GIVEN TEXT

Updated 158 days ago

Liquid hydrogen and oxygen fueling station in space

It avoids costly transferring liquid hydrogen and oxygen from the Earth

  • Space

I propose a liquid hydrogen and oxygen fueling station, either on Earth orbit or lunar orbit (or both), or even on Martian orbit or on Lunar surface.

The station consists of:

  • A (probably, spherical, likely done inflatable) storage tank of liquid hydrogen (covered by a mirror material to reduce thermal influx; to reduce the thermal influx further, place a mirror on its side, the mirror could be attached to either the tank or another component of the system.
  • A similar storage for liquid oxygen.
  • A water storage tank (water is brought from the Earth, because it is far cheaper to transfer than hydrogen; in the future water could also be brought from the Moon or even from Mars). It also can be inflatable and covered by a mirror material.
  • A hydrogen production engine (the best way is possibly Photoelectrochemical Water Splitting with another attached mirror to focus Sun light, but electrolysis using big solar panels should also be considered).
  • A hydrogen and oxygen cooling engines (working from solar panels).
  • "Ports" for loading water and unloading liquid hydrogen and liquid oxygen.
  • A propulsion engine to correct the orbit.

The tanks should be connected to the main module with two tubes, to be able to move gas or liquid through the tubes by pumps to the cooling engine inside the main module.

The curved mirror for Photoelectrochemical Water Splitting may be dangerous for this space station if by mistake focuses its light on the unintended parts of the station.

The station may be not manned (but people coming from time to time to repair if something breaks) or manned. If manned, it could also be used as a general purpose space station, such as to conduct scientific experiments.

SpaceFuel.png

Orange lines are light.

We decrease the volume of the liquids (and therefore fuel used by the starship) we need to transfer into the space as calculated by the following formulas: (V(H2) + V(O2)/2) / V(H2O) = (28.8 + 28.04/2) / 18 = 2.38 times. Here V(X) is the volume of a mole of the substance X.

Solar panels are optional, because we can instead use some kind (chemical electric or a combustion engine) of hydrogen engine to produce electricity in the main module.

RECORD SET
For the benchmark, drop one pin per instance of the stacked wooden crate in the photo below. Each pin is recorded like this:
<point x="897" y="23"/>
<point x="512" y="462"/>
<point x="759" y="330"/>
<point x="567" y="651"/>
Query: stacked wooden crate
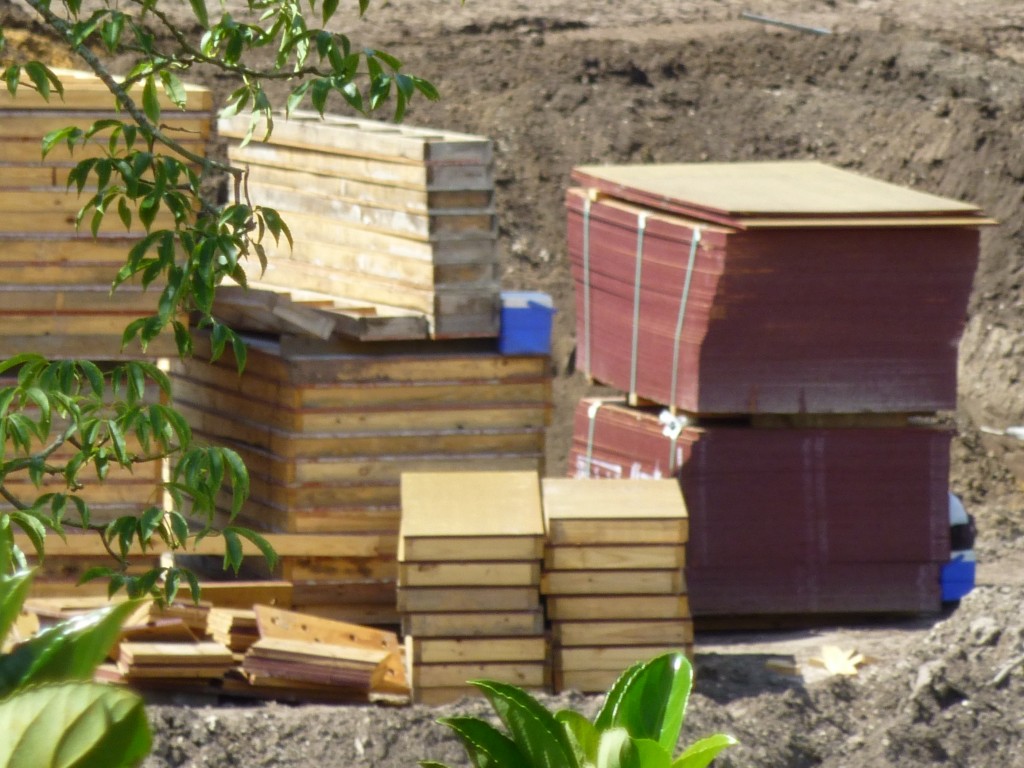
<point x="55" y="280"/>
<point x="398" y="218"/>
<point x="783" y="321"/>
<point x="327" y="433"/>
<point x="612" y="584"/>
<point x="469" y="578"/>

==

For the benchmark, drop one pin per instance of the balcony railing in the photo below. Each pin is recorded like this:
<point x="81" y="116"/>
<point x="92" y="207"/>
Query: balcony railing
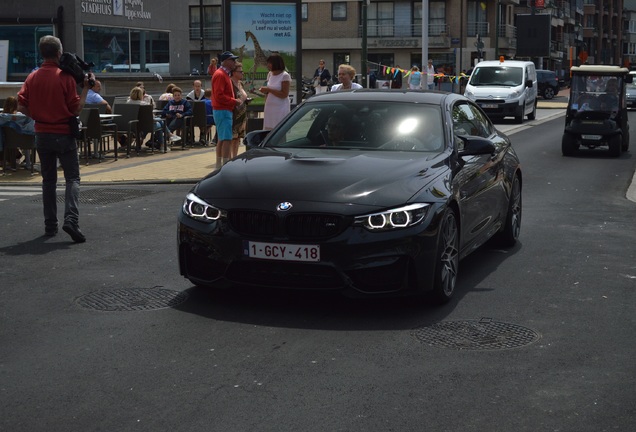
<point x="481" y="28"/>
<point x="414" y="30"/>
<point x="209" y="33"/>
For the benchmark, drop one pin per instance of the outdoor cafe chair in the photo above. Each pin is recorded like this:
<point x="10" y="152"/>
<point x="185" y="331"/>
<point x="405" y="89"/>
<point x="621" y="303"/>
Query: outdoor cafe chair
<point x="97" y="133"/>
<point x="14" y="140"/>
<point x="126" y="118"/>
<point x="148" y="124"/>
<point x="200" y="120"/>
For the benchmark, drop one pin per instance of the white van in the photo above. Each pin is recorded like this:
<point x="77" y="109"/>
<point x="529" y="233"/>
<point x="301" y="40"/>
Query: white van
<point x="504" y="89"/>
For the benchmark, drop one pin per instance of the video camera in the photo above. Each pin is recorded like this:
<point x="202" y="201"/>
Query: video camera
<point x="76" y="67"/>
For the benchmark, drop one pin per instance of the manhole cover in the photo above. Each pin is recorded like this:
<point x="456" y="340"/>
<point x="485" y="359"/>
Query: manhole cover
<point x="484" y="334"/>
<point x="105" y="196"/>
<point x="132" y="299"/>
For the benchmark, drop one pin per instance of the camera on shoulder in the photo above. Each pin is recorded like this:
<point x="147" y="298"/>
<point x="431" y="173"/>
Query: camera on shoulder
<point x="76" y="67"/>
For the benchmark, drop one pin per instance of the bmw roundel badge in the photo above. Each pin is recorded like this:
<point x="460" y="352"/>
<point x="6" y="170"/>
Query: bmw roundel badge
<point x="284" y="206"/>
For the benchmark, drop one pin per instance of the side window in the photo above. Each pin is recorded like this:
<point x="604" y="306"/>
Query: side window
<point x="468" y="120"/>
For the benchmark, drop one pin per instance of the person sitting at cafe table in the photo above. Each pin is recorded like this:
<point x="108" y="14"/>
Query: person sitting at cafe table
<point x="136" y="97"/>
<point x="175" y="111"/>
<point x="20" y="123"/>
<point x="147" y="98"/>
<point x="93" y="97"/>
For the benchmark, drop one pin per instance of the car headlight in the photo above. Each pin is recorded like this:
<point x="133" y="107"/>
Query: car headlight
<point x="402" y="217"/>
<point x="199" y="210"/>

---

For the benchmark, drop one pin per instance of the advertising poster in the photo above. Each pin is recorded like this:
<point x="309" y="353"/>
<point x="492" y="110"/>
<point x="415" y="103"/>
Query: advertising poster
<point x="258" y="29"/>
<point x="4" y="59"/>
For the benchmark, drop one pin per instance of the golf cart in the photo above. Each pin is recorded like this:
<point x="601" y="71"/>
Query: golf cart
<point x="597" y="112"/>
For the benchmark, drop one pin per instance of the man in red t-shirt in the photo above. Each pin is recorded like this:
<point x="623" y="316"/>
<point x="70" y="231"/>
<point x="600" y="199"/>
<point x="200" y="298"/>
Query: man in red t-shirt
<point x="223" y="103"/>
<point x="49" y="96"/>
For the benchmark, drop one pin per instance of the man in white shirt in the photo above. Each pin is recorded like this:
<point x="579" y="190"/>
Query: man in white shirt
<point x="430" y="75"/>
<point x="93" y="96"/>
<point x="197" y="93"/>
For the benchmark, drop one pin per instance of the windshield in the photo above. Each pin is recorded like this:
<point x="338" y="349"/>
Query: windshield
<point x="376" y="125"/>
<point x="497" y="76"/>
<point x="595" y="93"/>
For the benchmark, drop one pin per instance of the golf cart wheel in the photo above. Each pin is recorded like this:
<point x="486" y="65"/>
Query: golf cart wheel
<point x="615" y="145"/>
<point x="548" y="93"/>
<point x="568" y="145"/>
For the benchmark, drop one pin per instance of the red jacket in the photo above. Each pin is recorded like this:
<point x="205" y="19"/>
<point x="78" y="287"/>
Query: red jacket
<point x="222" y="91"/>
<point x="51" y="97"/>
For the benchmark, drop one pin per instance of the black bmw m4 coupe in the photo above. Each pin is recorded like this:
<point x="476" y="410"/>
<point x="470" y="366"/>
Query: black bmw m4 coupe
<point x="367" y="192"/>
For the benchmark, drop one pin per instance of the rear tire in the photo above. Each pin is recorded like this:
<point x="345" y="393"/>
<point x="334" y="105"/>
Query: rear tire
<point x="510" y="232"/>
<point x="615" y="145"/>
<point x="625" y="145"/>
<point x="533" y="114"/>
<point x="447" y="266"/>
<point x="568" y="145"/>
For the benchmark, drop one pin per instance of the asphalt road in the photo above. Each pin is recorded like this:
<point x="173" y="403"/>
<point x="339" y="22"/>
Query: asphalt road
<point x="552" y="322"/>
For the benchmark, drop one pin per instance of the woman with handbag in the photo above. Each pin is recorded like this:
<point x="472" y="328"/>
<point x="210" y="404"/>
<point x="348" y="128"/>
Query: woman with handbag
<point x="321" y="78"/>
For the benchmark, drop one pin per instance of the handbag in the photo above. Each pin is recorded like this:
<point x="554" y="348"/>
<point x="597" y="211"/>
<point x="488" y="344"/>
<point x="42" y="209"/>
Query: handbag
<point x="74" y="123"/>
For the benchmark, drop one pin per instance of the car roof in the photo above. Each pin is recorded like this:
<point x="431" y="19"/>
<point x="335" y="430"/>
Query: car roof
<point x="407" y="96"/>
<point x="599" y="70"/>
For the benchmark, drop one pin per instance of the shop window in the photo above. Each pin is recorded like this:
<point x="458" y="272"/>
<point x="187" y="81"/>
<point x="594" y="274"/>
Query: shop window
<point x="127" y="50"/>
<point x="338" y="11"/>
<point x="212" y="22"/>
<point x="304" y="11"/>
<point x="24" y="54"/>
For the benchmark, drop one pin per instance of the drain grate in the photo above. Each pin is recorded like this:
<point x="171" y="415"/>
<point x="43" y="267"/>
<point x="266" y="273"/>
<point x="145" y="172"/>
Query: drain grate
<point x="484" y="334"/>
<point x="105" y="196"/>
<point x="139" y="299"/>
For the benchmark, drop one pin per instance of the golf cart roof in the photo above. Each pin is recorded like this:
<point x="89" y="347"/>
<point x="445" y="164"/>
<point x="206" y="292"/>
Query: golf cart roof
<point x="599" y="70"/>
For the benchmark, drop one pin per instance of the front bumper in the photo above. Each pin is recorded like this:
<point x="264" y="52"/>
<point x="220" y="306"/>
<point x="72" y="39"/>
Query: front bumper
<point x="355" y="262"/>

WRITTEN PROBLEM
Return the passage of the fueling station proposal that runs from "The station may" up to and including "conduct scientific experiments.", copied word for word. Rely on the fueling station proposal alone, not on the items.

THE RESULT
The station may be not manned (but people coming from time to time to repair if something breaks) or manned. If manned, it could also be used as a general purpose space station, such as to conduct scientific experiments.